▶ **EXERCISE DESCRIPTION**
List every line in the items below that contains the string "woman", copying each line in full.

━━━━━━

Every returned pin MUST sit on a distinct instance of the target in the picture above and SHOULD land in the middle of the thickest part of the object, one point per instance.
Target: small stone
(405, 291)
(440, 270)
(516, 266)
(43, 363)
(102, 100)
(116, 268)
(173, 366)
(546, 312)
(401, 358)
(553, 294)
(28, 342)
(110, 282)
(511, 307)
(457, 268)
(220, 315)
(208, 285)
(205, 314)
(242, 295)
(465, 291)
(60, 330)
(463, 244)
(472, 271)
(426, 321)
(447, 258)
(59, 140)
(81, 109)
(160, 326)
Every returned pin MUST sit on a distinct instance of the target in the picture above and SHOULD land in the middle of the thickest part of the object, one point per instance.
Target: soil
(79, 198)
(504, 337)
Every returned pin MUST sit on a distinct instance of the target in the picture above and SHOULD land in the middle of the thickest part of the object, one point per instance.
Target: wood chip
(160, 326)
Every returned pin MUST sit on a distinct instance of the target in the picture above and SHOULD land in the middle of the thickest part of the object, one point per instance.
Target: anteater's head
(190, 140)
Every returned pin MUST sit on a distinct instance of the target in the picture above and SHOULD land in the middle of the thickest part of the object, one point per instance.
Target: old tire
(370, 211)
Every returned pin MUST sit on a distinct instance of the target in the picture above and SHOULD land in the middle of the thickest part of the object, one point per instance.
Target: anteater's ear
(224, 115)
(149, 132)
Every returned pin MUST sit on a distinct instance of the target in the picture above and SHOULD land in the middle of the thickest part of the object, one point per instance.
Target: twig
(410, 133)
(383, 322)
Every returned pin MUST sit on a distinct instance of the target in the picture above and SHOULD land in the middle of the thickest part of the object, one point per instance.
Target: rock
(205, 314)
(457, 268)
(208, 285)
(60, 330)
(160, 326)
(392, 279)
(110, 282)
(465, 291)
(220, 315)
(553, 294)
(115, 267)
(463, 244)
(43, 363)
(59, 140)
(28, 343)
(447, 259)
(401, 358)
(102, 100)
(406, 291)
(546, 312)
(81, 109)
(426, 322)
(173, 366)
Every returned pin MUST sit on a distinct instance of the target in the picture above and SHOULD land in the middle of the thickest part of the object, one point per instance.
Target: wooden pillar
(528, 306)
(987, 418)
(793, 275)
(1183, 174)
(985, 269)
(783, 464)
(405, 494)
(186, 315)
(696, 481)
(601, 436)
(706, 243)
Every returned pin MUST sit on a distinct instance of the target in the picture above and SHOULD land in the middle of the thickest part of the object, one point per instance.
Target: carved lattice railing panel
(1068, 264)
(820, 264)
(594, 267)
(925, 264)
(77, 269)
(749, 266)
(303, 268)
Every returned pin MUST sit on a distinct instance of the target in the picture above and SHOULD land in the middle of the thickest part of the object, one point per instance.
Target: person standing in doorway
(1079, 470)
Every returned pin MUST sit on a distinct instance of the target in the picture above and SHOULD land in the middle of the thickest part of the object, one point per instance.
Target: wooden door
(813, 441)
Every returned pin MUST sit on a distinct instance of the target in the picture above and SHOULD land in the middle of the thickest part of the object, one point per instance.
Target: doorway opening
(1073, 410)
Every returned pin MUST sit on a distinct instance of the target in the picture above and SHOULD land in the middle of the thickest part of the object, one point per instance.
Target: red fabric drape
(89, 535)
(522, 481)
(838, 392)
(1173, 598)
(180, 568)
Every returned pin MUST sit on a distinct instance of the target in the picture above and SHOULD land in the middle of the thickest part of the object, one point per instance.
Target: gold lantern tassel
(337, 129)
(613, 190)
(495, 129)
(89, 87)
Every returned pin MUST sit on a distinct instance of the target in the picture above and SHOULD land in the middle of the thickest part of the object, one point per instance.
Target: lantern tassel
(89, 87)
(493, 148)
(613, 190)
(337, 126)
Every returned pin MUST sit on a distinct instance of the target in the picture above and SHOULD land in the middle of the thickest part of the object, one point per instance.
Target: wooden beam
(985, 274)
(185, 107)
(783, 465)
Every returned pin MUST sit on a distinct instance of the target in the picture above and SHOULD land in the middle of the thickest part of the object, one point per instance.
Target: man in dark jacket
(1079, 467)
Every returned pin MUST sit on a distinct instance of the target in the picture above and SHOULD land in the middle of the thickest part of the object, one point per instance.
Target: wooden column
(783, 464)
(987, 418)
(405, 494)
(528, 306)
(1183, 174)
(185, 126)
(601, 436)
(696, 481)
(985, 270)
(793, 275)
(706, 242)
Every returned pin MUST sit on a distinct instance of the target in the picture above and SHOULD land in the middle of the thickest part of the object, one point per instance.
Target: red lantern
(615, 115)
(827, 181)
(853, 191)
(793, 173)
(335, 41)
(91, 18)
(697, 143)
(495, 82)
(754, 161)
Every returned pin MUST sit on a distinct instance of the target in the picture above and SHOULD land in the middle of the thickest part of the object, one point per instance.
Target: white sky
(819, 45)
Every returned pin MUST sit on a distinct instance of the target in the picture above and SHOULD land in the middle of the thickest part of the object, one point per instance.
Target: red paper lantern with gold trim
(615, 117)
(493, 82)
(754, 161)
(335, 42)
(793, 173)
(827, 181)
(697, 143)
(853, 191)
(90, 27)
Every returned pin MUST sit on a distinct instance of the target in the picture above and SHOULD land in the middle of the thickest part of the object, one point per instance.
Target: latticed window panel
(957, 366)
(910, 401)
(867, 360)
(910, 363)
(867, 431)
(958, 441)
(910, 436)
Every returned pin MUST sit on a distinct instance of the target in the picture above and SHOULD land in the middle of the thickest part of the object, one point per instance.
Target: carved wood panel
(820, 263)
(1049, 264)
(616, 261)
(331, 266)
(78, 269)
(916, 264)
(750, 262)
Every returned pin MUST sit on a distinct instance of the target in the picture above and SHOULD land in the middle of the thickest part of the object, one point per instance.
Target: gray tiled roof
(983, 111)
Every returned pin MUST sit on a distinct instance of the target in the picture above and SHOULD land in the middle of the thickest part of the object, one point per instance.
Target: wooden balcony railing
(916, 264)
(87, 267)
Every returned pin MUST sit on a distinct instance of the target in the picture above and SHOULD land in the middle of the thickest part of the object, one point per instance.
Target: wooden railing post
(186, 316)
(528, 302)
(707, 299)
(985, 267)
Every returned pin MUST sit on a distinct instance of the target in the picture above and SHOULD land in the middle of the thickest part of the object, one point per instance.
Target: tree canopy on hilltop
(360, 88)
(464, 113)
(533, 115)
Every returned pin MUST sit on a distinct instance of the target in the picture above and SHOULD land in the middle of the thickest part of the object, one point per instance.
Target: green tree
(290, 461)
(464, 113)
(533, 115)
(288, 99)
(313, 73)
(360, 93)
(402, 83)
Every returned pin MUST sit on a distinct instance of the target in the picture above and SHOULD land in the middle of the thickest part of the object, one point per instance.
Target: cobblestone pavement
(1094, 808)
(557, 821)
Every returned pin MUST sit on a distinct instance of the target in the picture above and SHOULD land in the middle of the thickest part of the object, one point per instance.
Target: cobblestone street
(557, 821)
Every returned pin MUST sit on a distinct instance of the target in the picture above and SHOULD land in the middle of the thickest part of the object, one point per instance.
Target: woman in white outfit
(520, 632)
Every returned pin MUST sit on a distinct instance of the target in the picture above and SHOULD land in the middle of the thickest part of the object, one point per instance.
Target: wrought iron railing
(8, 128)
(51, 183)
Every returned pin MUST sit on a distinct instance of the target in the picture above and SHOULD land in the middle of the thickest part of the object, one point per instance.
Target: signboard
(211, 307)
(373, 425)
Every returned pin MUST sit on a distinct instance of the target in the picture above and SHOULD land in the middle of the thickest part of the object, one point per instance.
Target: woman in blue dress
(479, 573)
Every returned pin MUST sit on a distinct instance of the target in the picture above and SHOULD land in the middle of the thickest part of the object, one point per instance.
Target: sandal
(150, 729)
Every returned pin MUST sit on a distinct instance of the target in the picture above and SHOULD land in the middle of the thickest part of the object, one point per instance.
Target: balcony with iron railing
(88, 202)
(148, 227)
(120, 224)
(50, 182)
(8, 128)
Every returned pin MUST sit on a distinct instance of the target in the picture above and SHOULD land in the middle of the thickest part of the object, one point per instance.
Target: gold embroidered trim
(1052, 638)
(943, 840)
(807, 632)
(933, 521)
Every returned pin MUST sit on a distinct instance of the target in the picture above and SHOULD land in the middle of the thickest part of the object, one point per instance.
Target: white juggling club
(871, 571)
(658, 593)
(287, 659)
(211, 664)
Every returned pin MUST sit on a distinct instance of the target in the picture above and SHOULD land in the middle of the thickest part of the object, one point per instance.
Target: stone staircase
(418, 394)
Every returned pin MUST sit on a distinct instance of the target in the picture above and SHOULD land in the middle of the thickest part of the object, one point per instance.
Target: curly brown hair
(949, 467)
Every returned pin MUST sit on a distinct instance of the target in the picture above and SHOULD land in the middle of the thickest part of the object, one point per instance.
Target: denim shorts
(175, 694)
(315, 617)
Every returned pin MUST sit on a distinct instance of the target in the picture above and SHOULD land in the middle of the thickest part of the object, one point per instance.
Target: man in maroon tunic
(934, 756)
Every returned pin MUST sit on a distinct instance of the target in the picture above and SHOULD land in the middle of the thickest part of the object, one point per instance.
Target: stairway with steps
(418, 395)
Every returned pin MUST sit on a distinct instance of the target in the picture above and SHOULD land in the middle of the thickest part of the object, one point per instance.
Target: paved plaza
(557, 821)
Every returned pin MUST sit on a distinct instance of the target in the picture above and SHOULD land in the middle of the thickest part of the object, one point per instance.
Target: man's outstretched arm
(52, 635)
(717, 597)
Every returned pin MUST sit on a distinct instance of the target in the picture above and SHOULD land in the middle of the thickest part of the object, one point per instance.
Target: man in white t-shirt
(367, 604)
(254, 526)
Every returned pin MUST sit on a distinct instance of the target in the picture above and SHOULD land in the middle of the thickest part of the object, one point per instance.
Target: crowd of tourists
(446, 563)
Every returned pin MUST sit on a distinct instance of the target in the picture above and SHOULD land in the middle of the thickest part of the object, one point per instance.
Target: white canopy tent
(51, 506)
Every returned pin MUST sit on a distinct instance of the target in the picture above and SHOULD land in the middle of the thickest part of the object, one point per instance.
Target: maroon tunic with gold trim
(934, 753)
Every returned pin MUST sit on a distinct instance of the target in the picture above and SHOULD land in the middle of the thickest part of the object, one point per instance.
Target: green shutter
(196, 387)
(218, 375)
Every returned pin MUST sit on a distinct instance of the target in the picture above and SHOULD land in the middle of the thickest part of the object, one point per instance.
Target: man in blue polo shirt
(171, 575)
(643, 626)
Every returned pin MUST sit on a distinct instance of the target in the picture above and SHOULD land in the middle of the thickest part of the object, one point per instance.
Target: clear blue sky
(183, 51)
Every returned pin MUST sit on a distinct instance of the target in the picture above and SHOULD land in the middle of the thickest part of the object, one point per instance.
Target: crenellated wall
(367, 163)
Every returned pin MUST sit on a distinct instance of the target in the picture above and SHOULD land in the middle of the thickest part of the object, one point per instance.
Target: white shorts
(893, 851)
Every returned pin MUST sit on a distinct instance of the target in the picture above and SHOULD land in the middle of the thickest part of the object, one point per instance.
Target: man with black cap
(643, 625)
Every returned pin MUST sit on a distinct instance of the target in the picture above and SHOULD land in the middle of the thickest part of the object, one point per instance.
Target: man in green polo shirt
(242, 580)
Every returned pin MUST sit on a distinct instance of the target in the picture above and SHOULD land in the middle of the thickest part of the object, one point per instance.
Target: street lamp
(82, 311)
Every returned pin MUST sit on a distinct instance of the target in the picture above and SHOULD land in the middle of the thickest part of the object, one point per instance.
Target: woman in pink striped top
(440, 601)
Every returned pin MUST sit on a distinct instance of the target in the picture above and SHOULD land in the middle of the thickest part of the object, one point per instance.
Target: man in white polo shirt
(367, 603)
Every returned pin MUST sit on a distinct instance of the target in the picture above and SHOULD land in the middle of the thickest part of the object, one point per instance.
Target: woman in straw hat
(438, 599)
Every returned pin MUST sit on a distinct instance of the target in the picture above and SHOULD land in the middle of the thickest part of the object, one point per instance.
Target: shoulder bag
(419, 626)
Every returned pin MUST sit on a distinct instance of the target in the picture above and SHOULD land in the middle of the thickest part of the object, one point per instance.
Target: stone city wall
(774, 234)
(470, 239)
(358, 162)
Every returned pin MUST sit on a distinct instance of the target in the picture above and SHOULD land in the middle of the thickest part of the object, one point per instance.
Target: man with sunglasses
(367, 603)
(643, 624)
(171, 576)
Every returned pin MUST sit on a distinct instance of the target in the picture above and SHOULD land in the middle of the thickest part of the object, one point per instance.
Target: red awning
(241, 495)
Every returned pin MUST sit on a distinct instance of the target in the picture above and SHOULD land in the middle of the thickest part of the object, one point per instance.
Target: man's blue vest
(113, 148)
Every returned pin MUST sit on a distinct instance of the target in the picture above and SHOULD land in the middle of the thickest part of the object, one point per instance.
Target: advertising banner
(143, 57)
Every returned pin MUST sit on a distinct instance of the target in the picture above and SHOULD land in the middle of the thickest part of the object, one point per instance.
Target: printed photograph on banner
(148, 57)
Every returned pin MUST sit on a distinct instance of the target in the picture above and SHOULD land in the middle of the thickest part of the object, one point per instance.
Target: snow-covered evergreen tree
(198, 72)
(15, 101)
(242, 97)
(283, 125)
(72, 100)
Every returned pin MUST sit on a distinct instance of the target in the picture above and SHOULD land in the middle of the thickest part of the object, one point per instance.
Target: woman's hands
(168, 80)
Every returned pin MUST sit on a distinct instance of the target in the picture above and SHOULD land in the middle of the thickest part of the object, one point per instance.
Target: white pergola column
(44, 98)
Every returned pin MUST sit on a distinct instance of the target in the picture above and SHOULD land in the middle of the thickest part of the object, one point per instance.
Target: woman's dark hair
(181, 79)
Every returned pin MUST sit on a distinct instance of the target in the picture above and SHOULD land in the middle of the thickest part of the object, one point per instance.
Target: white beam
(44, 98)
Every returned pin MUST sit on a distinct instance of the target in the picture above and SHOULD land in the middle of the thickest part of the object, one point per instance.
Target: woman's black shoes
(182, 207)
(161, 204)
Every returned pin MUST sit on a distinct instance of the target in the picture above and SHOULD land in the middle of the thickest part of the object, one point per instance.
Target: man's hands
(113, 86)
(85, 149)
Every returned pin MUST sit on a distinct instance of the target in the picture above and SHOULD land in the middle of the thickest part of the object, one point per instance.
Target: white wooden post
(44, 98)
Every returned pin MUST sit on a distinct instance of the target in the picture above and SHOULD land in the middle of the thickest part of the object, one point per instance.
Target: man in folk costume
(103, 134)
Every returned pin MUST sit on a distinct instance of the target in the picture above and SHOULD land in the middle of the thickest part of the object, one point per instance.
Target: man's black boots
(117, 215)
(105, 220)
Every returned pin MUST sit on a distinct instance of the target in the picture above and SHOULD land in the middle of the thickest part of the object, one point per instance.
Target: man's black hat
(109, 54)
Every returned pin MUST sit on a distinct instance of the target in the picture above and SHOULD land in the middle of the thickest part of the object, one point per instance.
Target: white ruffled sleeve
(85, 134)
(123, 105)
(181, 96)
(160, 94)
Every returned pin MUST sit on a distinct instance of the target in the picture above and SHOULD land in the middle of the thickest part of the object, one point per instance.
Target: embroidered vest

━━━━━━

▶ **EXERCISE RESPONSE**
Target: woman in white outfit
Target: woman in blue dress
Target: woman in pink striped top
Target: woman in straw hat
Target: woman's hands
Target: woman's dark hair
Target: woman's black shoes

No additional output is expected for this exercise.